**TASK PROMPT**
Retype everything from the line containing "Point out the fork tine" down to the last line below, changing nothing.

**A series of lines**
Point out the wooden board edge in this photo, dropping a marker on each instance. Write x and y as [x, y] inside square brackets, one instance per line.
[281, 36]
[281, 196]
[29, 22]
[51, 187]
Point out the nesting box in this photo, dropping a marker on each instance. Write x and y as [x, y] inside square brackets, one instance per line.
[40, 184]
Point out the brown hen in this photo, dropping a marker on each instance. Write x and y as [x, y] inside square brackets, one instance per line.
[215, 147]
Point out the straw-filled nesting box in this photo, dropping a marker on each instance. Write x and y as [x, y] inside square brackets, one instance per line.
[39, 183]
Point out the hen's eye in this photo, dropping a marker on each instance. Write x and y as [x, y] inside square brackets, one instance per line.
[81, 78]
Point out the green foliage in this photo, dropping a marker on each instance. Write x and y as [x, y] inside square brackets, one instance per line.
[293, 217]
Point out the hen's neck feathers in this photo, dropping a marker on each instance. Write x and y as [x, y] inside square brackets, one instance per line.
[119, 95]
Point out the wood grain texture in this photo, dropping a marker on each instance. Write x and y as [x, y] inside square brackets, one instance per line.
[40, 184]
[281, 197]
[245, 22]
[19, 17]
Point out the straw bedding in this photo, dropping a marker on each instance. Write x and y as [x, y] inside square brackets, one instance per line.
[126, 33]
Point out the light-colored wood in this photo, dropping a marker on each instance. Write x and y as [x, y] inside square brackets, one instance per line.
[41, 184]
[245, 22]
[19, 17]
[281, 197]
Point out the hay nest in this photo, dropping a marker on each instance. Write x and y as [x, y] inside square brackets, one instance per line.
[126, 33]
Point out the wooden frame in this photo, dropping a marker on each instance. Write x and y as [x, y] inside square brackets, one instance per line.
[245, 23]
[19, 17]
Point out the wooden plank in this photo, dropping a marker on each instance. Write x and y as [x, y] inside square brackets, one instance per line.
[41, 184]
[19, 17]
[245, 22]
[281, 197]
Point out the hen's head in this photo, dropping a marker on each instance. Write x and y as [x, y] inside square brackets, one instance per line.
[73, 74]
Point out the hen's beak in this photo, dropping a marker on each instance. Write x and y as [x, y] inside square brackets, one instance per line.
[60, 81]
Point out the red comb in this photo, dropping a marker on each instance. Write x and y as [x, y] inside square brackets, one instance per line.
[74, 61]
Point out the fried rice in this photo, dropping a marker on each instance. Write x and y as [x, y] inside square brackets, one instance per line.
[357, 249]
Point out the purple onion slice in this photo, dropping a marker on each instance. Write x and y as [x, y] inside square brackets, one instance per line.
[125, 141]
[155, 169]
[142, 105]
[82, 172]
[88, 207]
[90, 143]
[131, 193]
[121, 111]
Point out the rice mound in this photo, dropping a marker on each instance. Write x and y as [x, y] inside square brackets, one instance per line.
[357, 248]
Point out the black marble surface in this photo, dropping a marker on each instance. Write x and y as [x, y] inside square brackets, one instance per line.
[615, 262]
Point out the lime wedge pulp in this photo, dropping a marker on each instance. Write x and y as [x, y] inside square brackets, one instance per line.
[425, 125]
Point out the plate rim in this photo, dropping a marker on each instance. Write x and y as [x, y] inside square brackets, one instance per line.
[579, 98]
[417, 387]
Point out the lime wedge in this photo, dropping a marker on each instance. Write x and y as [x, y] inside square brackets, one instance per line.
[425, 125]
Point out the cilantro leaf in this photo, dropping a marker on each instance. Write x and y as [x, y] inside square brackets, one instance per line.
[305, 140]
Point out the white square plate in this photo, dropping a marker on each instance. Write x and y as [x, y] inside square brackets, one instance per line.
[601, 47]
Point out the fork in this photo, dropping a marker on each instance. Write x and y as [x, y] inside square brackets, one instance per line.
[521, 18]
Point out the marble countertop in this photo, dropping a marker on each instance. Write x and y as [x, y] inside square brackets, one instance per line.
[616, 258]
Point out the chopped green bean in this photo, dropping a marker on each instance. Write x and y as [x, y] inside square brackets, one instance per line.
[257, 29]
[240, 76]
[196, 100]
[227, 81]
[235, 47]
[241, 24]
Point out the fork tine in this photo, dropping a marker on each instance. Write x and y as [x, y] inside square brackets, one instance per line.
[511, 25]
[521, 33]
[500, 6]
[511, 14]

**PROBLEM SOLUTION**
Point out the fork tine in this photo, dropping a marker on each instance. Write x and y as [x, y] inside square brackets, one instance per line.
[511, 25]
[521, 33]
[500, 6]
[511, 14]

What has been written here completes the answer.